* [REQUIRED ACTION]:
Please extend the news article below about drug companies and "female sexual dysfunction," picking up after its last sentence.

* [TEXT UNDER STUDY]:
The British Medical Journal has accused the pharmaceutical industry of creating bogus disease areas in order to sell treatments.

The respected medical journal suggests that manufacturers have 'created' a disease out of female sexual problems, spurred on by the success of Viagra, Pfizer $1.5 billion product for male erectile dysfunction.

The article calls for more public scrutiny of "the role of drug companies in the construction of new conditions, disorders and diseases" to counter the close ties of many researchers to the industry.

"Perhaps the greatest concern comes from the flip side of inflated estimates of disease prevalence the ever-narrowing definitions of 'normal' which help turn the complaints of the healthy into the conditions of the sick," the article said.

A year before the launch in 1998 of Viagra, a number of pharmaceutical companies sponsored a meeting of clinicians, researchers and pharmaceutical representatives to discuss the future direction of clinical trials for 'female sexual dysfunction'

Since then there have been six further meetings, with another one pencilled in for later this year, to agree on a definition of the condition.

Last month, Pfizer's Urology Group leader, Dr Michael Sweeney, confirmed that the company had played a passive role sponsoring a series of discussions about the disorder by providing unrestricted grants in response to requests from physicians.

Some parts of the health profession are critical of any industry involvement in disease classification and take issue with the way they see a number of symptoms being turned into a disease.

* [EXCERPTED RECORDS]:
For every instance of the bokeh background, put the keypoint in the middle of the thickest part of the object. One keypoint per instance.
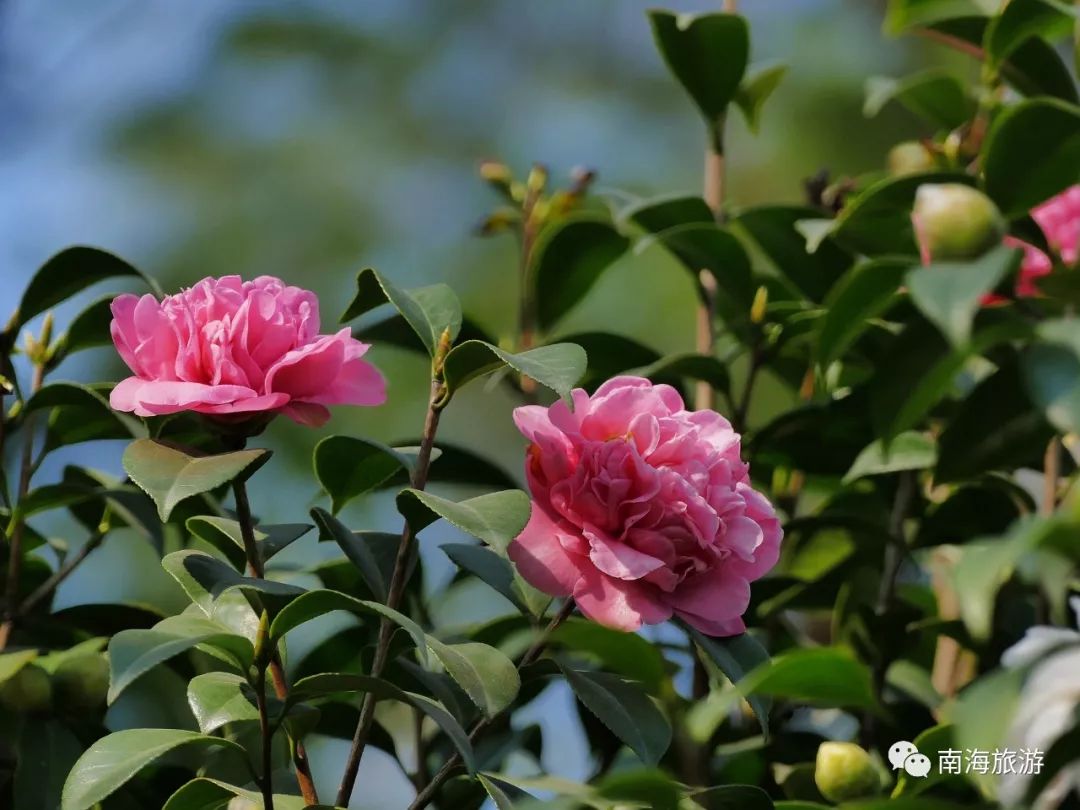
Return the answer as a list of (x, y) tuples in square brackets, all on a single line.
[(309, 138)]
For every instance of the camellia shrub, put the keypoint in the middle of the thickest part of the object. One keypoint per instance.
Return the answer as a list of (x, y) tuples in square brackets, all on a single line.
[(861, 598)]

* [RESULT OF THE EXERCISE]:
Responding to the BMJ article, George Dodds, a Consultant Psychiatrist from Falkirk, Scotland, said: "The result of uncritical medical thinking up against a pushy medical and drug industry is to disempower people and lead them to become dependent and truly ill rather than healthy."

According to the British Society for Sexual and Impotence Research the term female sexual dysfunction actually defines a wide range of symptom complexes with different causes. In response to the article the Society warned against over-medicalising sexuality.

John Dean, Secretary of the Society, said: "There is no rush to diagnose, label and prescribe, just to develop a terminology that will facilitate reliable scientific communication."

Since the launch and subsequent success of Viagra a number of pharma companies have been working on their own treatments for erectile dysfunction.

The first of these, GlaxoSmithKline and Bayer Levitra, and Eli Lilly and ICOS' Cialis, are due to be launched later this year. Both of the new drugs are expected to have reach annual sales of more than $1 billion.